» **Document text**:
To The Plan Administrator of the

Extra Space Management, Inc. 401(k) Plan

 

We have audited the accompanying statements of assets available for benefits of the Extra Space Management, Inc. 401(k) Plan (the Plan) as of December 31, 2009 and 2008, and the related statement of changes in assets available for benefits for the year ended December 31, 2009. These financial statements are the responsibility of the Plan’s management. Our responsibility is to express an opinion on these financial statements based on our audits.

 

We conducted our audits in accordance with the standards of the Public Company Accounting Oversight Board (United States). Those standards require that we plan and perform the audits to obtain reasonable assurance about whether the financial statements are free of material misstatement. An audit includes consideration of internal control over financial reporting as a basis for designing audit procedures that are appropriate in the circumstances, but not for the purpose of expressing an opinion on the effectiveness of the Plan’s internal control over financial reporting. Accordingly, we express no such opinion. An audit includes examining, on a test basis, evidence supporting the amounts and disclosures in the financial statements. An audit also includes assessing the accounting principles used and significant estimates made by management, as well as evaluating the overall financial statement presentation. We believe that our audits provide a reasonable basis for our opinion.

» **Dataset**:
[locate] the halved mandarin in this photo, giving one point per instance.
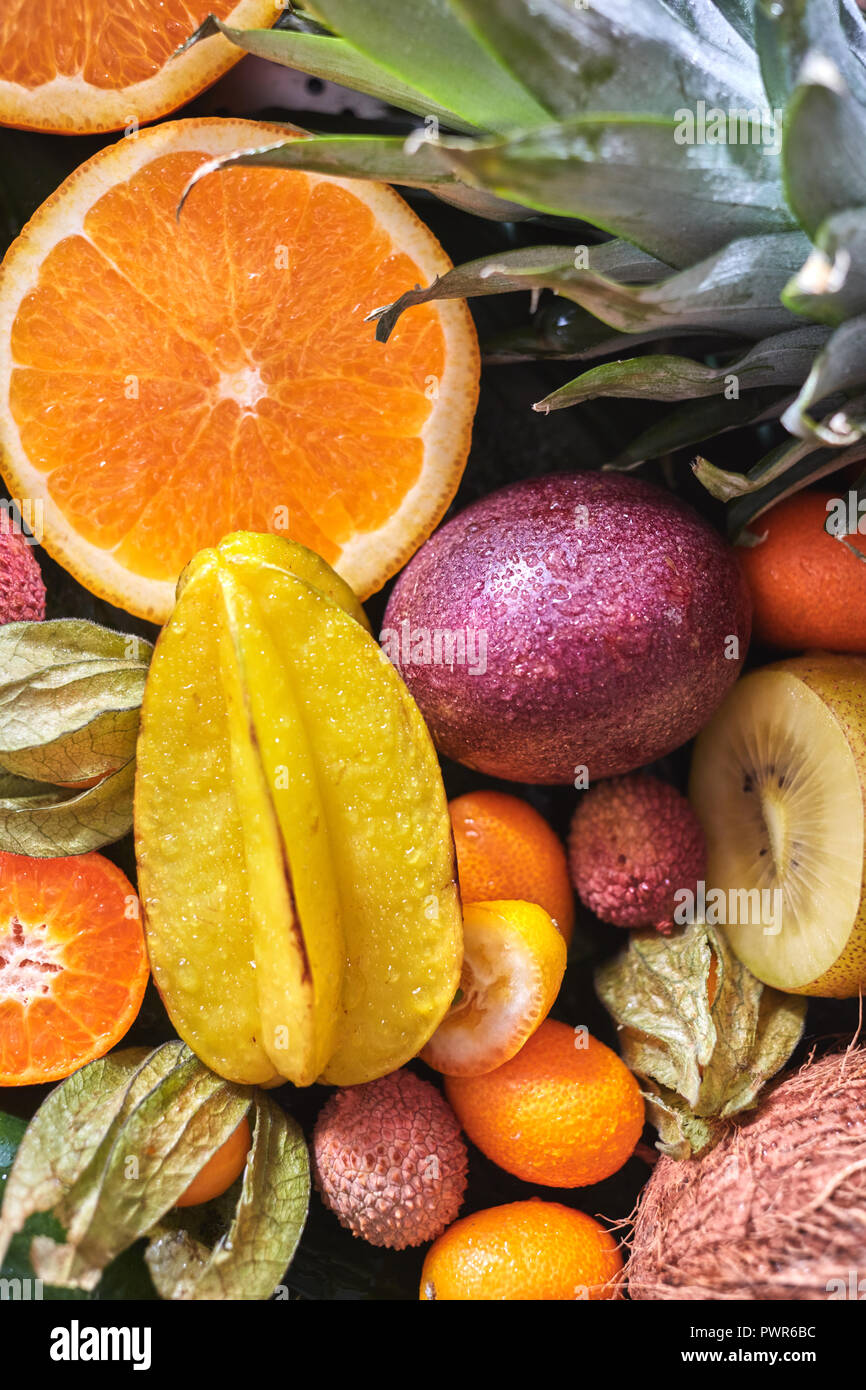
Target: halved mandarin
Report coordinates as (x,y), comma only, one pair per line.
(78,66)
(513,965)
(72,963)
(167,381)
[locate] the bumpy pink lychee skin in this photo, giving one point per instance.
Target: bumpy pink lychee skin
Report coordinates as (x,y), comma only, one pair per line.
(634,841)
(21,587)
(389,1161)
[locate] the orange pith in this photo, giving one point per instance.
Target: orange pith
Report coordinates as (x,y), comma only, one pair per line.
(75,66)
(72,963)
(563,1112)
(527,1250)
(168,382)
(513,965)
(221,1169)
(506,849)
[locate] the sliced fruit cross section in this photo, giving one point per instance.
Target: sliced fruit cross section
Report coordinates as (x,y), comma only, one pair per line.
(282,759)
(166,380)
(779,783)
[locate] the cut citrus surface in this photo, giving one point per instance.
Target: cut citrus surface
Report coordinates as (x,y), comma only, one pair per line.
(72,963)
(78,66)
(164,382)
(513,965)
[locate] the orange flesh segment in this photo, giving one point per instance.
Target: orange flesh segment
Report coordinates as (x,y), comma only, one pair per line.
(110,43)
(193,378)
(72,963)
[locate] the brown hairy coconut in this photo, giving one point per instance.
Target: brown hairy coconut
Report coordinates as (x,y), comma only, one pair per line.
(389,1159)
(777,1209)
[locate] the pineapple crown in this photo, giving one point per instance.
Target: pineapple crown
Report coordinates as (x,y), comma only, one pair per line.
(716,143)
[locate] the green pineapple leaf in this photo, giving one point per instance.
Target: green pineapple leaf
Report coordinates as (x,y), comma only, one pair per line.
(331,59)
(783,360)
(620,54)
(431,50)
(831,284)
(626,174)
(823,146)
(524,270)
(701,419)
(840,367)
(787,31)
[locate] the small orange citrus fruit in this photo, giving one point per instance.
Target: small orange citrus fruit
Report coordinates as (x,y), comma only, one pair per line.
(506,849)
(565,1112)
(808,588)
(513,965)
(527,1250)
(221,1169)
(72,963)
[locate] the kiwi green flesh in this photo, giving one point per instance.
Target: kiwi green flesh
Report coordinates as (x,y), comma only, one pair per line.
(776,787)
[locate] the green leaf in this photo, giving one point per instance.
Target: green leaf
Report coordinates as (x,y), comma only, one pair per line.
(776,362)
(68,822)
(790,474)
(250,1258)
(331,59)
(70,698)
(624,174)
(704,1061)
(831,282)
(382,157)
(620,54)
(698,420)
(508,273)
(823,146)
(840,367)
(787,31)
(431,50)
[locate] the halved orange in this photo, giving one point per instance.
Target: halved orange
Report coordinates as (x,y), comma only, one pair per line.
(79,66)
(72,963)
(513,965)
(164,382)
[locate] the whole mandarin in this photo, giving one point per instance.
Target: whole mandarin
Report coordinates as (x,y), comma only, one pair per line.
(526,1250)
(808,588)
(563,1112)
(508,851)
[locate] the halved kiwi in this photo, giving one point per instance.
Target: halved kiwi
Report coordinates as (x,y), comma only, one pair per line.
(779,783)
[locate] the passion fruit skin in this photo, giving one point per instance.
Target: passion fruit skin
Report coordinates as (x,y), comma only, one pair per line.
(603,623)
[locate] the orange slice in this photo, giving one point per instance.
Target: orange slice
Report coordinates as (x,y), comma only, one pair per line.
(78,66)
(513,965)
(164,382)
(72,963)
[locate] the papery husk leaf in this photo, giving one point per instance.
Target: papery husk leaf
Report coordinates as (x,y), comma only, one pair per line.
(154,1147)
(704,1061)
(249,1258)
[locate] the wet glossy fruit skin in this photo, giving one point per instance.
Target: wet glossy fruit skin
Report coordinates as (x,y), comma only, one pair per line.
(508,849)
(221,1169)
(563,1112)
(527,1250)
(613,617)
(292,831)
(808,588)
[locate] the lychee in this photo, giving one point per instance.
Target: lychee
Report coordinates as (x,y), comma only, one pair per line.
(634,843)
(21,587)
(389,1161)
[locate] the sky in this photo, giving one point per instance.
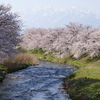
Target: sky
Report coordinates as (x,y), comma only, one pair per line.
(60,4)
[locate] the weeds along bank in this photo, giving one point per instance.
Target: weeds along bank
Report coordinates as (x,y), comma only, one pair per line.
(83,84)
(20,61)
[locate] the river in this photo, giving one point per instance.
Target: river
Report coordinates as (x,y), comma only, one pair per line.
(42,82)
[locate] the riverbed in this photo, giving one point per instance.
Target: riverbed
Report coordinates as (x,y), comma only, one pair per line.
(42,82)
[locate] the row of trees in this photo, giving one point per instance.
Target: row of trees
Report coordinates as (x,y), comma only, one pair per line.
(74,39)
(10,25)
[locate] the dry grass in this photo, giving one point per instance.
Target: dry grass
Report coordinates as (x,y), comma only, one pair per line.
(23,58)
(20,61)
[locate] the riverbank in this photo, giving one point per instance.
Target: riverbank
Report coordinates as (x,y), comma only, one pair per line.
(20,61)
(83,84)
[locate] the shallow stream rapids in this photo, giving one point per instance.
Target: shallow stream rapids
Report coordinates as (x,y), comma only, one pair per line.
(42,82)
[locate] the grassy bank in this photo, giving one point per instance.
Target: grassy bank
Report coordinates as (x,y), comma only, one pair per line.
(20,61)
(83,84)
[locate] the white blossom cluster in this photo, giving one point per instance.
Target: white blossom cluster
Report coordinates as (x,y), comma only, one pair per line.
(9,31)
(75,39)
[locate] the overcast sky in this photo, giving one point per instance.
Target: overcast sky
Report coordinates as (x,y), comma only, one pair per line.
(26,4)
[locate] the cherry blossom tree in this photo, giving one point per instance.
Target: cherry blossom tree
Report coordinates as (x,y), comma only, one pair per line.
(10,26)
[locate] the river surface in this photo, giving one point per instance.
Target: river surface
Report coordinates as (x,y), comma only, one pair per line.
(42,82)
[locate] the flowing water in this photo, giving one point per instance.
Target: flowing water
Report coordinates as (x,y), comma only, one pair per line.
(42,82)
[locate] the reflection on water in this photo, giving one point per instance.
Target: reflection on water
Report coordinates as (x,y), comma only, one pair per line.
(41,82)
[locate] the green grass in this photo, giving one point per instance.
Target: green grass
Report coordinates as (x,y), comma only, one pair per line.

» **Problems to work on**:
A – Summarize the audit report in two sentences.
B – Print the part of the audit report between "To The Plan" and "on our audits.", inclusive.

» **Solutions to the tasks**:
A – The auditors examined the Extra Space Management, Inc. 401(k) Plan's statements of assets available for benefits as of December 31, 2009 and 2008, and its statement of changes in assets available for benefits for the year ended December 31, 2009, which are the responsibility of the Plan's management. They performed the audits under the standards of the Public Company Accounting Oversight Board (United States) to obtain reasonable assurance that the statements are free of material misstatement, expressed no opinion on the Plan's internal control over financial reporting, and believe their audits provide a reasonable basis for their opinion.

B –
To The Plan Administrator of the

Extra Space Management, Inc. 401(k) Plan

 

We have audited the accompanying statements of assets available for benefits of the Extra Space Management, Inc. 401(k) Plan (the Plan) as of December 31, 2009 and 2008, and the related statement of changes in assets available for benefits for the year ended December 31, 2009. These financial statements are the responsibility of the Plan’s management. Our responsibility is to express an opinion on these financial statements based on our audits.